Supplied text:
▽

As a company, one of Pointwise's goals is to be a good advocate of the meshing and computational fluid dynamics (CFD) communities. Being an advocate means participating in technical conferences and workshops and with other community members in a non-partisan way. Particular forums in which Pointwise regularly engages the community are the AIAA workshops. Earlier this year, Pointwise engineers began participating in the second workshop on benchmark problems for Airframe Noise Computations, (BANC-II). In addition to CFD, this workshop involves another CAE discipline called Computational Aero-Acoustics (CAA).
CAA, as the name indicates, concerns the numerical computation of aerodynamically generated noise. CAA is regarded as one of, if not, the most challenging areas of CAE. Why? Because the phenomena of sound propagation happens at much smaller time and length scales than the typical items of interest to an engineer, such as lift and drag. Consider the particular BANC-II case Pointwise engineers are working on, a multi-element wing in high-lift configuration (Figure 1).
Lift and drag are computed through the large scale behavior of the fluid – pressure for lift and friction plus pressure for drag. As a result, the Reynolds Averaged Navier-Stokes (RANS) approach has proven highly capable for efficiently computing lift and drag accurately. Recall that the RANS approach computes the large scale motion of the fluid and models the effect of the small scales, i.e. turbulence.
Sound is the propagation of pressure fluctuations – small, unsteady pulses in the pressure field – through the fluid. This introduces two aspects that the RANS approach ignores – small scales and unsteadiness. To get a better feel for the difference in scales, a practical comparison is helpful. To compute lift, one needs to know the pressure acting on the surface. A Boeing 747-8 has a maximum take-off weight of 442,000 kg and wing area of 554 m2 [Ref. 1] yielding a wing loading, or pressure, of 7882 Pa. Now consider the loud noise produced by a jackhammer. A jackhammer produces sound pressure levels of about 100 dBa at a distance 1 meter – enough to create some serious ringing in your ears. Yet, 100 dBa sound pressure level equates to only 2 Pa of pressure difference. This is a small value for such a loud noise.

△

Work to do:
1 > In the aero-acoustics passage, what wing loading is calculated for the Boeing 747-8?
2 > List every abbreviation that the aero-acoustics passage spells out in full, each with its expansion.
3 > Write the next part of the aero-acoustics passage, picking up after its final sentence.

Data extract:
▽

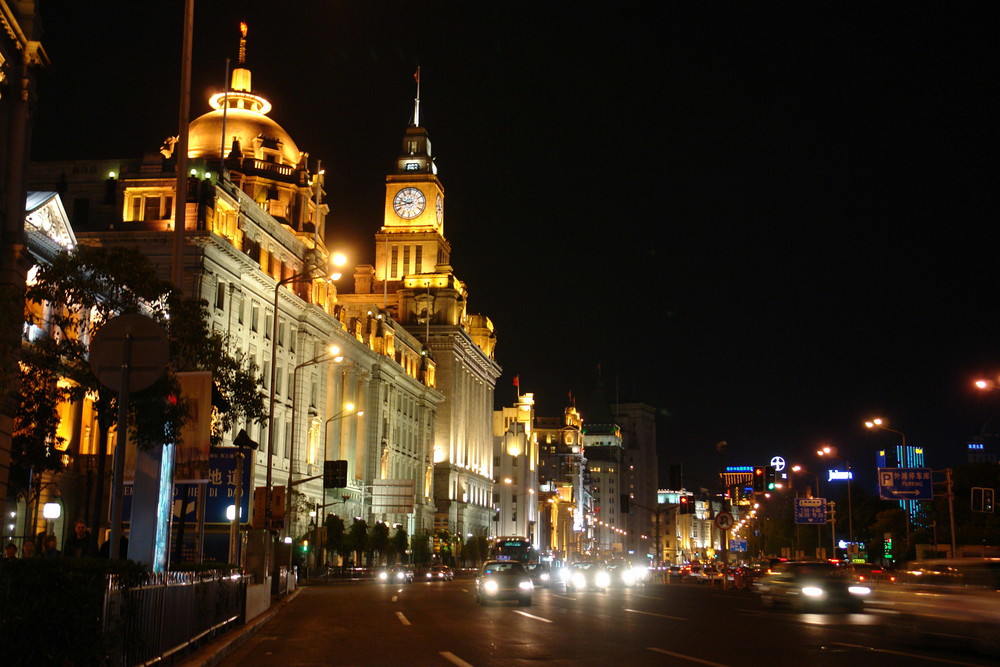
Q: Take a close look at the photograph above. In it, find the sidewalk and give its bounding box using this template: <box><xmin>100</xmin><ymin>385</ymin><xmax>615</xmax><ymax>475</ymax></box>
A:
<box><xmin>178</xmin><ymin>588</ymin><xmax>302</xmax><ymax>667</ymax></box>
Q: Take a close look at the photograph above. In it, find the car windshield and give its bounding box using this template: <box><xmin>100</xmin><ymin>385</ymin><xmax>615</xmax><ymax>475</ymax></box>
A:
<box><xmin>483</xmin><ymin>561</ymin><xmax>524</xmax><ymax>574</ymax></box>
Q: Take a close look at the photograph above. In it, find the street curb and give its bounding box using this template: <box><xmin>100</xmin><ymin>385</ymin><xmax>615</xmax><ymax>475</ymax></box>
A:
<box><xmin>179</xmin><ymin>588</ymin><xmax>302</xmax><ymax>667</ymax></box>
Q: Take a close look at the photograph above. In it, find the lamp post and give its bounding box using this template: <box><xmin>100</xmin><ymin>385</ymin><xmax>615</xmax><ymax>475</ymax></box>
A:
<box><xmin>264</xmin><ymin>253</ymin><xmax>347</xmax><ymax>530</ymax></box>
<box><xmin>816</xmin><ymin>446</ymin><xmax>854</xmax><ymax>556</ymax></box>
<box><xmin>285</xmin><ymin>345</ymin><xmax>344</xmax><ymax>535</ymax></box>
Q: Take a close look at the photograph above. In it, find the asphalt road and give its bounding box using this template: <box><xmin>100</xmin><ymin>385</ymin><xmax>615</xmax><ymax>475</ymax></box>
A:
<box><xmin>220</xmin><ymin>579</ymin><xmax>995</xmax><ymax>667</ymax></box>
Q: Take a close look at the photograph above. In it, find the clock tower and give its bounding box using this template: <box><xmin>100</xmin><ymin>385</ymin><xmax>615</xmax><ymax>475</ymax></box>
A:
<box><xmin>375</xmin><ymin>70</ymin><xmax>451</xmax><ymax>283</ymax></box>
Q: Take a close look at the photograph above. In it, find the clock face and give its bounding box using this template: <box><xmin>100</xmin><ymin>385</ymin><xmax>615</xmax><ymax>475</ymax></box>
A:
<box><xmin>392</xmin><ymin>188</ymin><xmax>427</xmax><ymax>220</ymax></box>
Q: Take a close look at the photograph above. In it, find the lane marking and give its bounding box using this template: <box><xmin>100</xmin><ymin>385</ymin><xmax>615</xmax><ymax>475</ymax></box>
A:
<box><xmin>622</xmin><ymin>609</ymin><xmax>687</xmax><ymax>624</ymax></box>
<box><xmin>830</xmin><ymin>642</ymin><xmax>978</xmax><ymax>667</ymax></box>
<box><xmin>514</xmin><ymin>609</ymin><xmax>552</xmax><ymax>623</ymax></box>
<box><xmin>646</xmin><ymin>646</ymin><xmax>728</xmax><ymax>667</ymax></box>
<box><xmin>439</xmin><ymin>651</ymin><xmax>472</xmax><ymax>667</ymax></box>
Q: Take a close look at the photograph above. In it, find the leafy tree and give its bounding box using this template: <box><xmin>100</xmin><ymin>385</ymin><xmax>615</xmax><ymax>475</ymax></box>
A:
<box><xmin>391</xmin><ymin>526</ymin><xmax>409</xmax><ymax>563</ymax></box>
<box><xmin>368</xmin><ymin>521</ymin><xmax>389</xmax><ymax>565</ymax></box>
<box><xmin>349</xmin><ymin>519</ymin><xmax>369</xmax><ymax>565</ymax></box>
<box><xmin>410</xmin><ymin>530</ymin><xmax>433</xmax><ymax>565</ymax></box>
<box><xmin>326</xmin><ymin>514</ymin><xmax>347</xmax><ymax>555</ymax></box>
<box><xmin>17</xmin><ymin>246</ymin><xmax>266</xmax><ymax>506</ymax></box>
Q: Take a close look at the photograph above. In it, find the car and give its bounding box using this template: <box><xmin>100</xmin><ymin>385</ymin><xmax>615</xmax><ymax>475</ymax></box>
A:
<box><xmin>476</xmin><ymin>560</ymin><xmax>535</xmax><ymax>607</ymax></box>
<box><xmin>871</xmin><ymin>558</ymin><xmax>1000</xmax><ymax>656</ymax></box>
<box><xmin>424</xmin><ymin>565</ymin><xmax>455</xmax><ymax>581</ymax></box>
<box><xmin>754</xmin><ymin>561</ymin><xmax>871</xmax><ymax>611</ymax></box>
<box><xmin>524</xmin><ymin>563</ymin><xmax>552</xmax><ymax>588</ymax></box>
<box><xmin>375</xmin><ymin>565</ymin><xmax>413</xmax><ymax>584</ymax></box>
<box><xmin>566</xmin><ymin>562</ymin><xmax>611</xmax><ymax>591</ymax></box>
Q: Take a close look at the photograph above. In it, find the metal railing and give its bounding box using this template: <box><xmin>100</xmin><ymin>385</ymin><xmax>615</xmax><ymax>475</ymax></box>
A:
<box><xmin>103</xmin><ymin>570</ymin><xmax>251</xmax><ymax>667</ymax></box>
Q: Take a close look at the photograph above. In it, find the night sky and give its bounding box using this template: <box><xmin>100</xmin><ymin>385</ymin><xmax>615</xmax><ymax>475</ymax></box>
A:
<box><xmin>34</xmin><ymin>0</ymin><xmax>1000</xmax><ymax>485</ymax></box>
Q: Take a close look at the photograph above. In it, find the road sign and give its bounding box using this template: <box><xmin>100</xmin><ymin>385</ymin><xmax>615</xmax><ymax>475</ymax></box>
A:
<box><xmin>878</xmin><ymin>468</ymin><xmax>934</xmax><ymax>500</ymax></box>
<box><xmin>795</xmin><ymin>498</ymin><xmax>826</xmax><ymax>524</ymax></box>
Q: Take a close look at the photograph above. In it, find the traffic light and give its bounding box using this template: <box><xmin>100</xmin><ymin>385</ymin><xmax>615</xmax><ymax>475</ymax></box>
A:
<box><xmin>323</xmin><ymin>461</ymin><xmax>347</xmax><ymax>489</ymax></box>
<box><xmin>764</xmin><ymin>466</ymin><xmax>778</xmax><ymax>491</ymax></box>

△

Responses for each task:
1 > 7882 Pa

2 >
- CFD: computational fluid dynamics
- BANC-II: (second workshop on) benchmark problems for Airframe Noise Computations
- CAA: Computational Aero-Acoustics
- RANS: Reynolds Averaged Navier-Stokes

3 >
Combine this with the inherently unsteady nature of sound and it is easy to understand the significant effort needed to compute aerodynamically generated noise and why RANS is ill-equipped.
The NASA 30P30N multi-element high-lift airfoil, introduced above, is being used in the BANC-II to investigate the noise radiating from the leading slat region. The motivation for this case is to identify sources and mechanisms of the noise, as they are generally not well understood. Figure 2 illustrates some of the plausible sources and mechanisms of noise generation in the slat region. Thus, the goal of the BANC-II is to improve upon the description postulated in Figure 2.
Sufficiently resolving the flow field for aero-acoustics places two challenging requirements on the CFD preprocessor: a fine mesh and a high quality mesh. High resolution is obviously necessary to capture the small scales while high quality is needed to minimize the influence of numerical error. Correspondingly, structured meshes are preferred for high-fidelity CAA simulations.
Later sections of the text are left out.